### Extracted records
════

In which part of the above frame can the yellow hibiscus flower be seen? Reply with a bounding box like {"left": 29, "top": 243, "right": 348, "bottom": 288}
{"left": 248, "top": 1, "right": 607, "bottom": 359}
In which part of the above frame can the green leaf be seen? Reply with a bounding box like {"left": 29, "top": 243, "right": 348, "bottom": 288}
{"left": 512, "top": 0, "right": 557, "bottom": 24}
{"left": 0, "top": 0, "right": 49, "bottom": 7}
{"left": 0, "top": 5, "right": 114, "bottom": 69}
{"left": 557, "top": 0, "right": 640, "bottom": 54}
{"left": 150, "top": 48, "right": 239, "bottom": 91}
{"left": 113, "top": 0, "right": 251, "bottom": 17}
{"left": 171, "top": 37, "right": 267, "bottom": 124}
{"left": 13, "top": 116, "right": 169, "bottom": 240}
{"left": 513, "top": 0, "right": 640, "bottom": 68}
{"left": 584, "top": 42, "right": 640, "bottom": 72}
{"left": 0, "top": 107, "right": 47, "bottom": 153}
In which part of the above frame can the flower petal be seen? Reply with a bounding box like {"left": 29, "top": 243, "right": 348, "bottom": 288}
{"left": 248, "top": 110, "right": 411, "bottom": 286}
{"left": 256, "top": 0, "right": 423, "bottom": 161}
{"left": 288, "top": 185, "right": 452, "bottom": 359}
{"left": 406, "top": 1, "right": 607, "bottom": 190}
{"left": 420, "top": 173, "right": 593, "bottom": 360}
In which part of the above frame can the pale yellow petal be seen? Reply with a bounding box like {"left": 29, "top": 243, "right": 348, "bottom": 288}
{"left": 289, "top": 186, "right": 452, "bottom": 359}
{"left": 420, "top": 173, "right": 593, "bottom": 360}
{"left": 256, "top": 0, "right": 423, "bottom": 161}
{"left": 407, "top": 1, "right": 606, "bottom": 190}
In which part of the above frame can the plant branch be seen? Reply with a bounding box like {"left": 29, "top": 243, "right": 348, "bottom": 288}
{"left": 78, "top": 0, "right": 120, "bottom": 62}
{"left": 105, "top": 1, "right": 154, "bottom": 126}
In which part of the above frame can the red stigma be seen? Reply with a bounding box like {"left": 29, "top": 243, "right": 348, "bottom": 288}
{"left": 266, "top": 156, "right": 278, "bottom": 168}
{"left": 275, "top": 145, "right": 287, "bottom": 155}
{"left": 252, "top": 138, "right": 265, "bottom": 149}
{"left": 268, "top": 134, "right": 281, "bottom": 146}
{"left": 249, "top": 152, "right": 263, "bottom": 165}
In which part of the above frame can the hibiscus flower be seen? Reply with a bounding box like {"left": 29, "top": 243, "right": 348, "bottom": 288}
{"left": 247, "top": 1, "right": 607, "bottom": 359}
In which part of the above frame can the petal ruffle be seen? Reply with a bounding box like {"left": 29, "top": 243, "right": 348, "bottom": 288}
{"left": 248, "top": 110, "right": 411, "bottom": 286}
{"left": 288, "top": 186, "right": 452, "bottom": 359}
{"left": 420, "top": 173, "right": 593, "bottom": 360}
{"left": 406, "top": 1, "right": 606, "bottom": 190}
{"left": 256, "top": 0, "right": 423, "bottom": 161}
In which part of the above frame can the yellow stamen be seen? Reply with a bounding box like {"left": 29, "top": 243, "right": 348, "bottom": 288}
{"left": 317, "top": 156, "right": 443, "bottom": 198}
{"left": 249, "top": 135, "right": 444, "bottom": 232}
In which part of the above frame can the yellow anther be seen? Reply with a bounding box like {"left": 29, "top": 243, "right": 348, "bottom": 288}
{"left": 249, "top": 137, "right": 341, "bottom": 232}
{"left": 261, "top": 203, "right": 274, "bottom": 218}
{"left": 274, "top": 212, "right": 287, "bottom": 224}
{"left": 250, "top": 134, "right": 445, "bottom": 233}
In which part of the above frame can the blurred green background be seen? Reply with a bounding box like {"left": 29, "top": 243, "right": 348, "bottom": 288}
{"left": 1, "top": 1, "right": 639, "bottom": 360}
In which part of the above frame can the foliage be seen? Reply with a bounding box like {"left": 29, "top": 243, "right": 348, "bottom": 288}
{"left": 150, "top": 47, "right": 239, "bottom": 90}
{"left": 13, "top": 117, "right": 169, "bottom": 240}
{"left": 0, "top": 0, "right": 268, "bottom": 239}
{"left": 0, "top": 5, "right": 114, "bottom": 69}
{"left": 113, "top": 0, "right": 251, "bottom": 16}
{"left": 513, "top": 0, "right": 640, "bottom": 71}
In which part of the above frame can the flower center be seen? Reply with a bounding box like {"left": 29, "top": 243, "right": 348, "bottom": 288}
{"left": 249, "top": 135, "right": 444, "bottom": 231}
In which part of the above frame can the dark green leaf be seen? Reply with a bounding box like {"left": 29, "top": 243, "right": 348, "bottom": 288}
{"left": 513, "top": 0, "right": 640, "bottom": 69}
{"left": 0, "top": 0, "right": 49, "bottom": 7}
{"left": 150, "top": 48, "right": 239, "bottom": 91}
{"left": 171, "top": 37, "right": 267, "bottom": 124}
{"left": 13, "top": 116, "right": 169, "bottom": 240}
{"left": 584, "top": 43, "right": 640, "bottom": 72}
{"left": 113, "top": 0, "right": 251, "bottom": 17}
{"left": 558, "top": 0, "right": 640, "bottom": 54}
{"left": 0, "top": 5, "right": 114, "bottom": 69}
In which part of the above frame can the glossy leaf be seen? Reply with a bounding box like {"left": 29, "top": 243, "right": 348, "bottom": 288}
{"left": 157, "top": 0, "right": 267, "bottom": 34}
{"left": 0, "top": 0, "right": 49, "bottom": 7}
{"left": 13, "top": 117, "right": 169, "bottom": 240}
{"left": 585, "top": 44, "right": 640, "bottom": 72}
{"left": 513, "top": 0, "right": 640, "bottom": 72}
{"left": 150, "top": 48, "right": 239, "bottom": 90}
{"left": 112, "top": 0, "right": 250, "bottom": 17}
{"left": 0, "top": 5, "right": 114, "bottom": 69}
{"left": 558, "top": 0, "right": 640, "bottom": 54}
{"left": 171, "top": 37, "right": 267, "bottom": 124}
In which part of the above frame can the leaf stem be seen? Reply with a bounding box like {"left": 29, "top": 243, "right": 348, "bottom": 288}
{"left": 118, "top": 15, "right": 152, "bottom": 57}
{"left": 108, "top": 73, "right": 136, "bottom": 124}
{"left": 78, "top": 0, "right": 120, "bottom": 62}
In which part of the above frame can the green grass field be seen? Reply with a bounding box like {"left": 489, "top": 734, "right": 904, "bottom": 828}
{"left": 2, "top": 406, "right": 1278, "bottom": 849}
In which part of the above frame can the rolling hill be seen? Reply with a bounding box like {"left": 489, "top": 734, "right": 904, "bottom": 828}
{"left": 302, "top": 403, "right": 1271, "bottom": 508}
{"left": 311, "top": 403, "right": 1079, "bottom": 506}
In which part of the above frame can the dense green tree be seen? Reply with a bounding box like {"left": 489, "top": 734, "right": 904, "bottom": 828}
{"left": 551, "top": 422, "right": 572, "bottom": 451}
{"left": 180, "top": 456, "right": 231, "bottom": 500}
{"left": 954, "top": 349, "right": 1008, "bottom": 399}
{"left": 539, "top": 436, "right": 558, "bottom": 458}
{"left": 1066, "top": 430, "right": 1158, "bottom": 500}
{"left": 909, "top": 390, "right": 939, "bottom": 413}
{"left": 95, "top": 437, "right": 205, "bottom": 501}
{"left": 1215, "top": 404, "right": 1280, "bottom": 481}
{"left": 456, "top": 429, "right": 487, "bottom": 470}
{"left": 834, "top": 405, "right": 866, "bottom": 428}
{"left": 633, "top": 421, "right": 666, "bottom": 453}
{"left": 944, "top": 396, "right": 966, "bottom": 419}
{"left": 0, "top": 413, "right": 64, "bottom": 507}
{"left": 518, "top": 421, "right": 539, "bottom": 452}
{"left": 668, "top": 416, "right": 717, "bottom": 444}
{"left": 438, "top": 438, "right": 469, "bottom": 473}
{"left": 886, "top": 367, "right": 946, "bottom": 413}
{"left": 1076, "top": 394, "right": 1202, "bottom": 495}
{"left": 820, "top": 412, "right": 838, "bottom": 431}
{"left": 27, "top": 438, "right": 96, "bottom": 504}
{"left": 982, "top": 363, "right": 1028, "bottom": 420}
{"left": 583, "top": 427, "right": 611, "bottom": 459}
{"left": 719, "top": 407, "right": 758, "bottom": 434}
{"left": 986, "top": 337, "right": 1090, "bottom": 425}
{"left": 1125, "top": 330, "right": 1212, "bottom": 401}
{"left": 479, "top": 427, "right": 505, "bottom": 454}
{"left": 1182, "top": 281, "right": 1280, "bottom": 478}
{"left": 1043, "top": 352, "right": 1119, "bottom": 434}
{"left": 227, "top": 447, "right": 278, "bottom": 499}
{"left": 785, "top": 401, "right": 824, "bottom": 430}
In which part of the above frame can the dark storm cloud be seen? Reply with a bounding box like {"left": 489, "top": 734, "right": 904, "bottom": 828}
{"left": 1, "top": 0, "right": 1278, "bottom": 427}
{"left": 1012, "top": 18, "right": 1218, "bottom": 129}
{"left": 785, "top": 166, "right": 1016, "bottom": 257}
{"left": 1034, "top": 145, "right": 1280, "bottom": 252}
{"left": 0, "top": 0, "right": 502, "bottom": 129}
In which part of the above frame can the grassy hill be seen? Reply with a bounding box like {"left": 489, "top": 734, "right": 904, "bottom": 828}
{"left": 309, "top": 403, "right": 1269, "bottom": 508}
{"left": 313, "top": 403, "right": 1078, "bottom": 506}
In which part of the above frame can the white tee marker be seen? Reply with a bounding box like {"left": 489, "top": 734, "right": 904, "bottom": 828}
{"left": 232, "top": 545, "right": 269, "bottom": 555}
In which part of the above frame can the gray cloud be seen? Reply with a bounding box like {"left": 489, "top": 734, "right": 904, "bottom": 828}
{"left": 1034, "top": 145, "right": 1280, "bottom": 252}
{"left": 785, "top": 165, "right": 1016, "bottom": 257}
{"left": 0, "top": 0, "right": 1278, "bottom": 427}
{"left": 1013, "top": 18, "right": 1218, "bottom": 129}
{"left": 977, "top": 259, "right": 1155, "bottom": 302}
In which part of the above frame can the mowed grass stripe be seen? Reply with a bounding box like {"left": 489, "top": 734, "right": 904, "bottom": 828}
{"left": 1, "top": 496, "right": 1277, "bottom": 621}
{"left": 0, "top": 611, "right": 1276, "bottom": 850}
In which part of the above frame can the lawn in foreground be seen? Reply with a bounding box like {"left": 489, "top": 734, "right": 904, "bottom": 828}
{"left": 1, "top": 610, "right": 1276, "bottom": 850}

════

### Exercise objective
All lines starting at the one holding "In which part of the above frame can the grassy" and ending at the last line above must be output exactly, and no other line may appear.

### Result of this task
In which part of the above frame can the grassy hill be seen? Reply with a bounding box like {"left": 489, "top": 734, "right": 904, "bottom": 828}
{"left": 309, "top": 403, "right": 1269, "bottom": 508}
{"left": 313, "top": 403, "right": 1078, "bottom": 506}
In which part of the above frame can the white tee marker be seen? Reply with a bounding box like {"left": 489, "top": 734, "right": 904, "bottom": 828}
{"left": 232, "top": 545, "right": 269, "bottom": 555}
In which part of the above frame can the gray cloud be seen? Reply with a bounding box like {"left": 489, "top": 734, "right": 904, "bottom": 828}
{"left": 1034, "top": 145, "right": 1280, "bottom": 252}
{"left": 785, "top": 165, "right": 1016, "bottom": 257}
{"left": 0, "top": 0, "right": 1278, "bottom": 427}
{"left": 1013, "top": 18, "right": 1218, "bottom": 129}
{"left": 977, "top": 259, "right": 1155, "bottom": 302}
In which part of the above frame can the mowed grass stripe be seen? Reply with a bounding box like {"left": 489, "top": 734, "right": 904, "bottom": 828}
{"left": 1, "top": 496, "right": 1277, "bottom": 621}
{"left": 0, "top": 611, "right": 1276, "bottom": 850}
In which part of the above frame can the lawn in foreground be seen? Reply with a bounding box like {"left": 489, "top": 734, "right": 904, "bottom": 828}
{"left": 1, "top": 610, "right": 1276, "bottom": 850}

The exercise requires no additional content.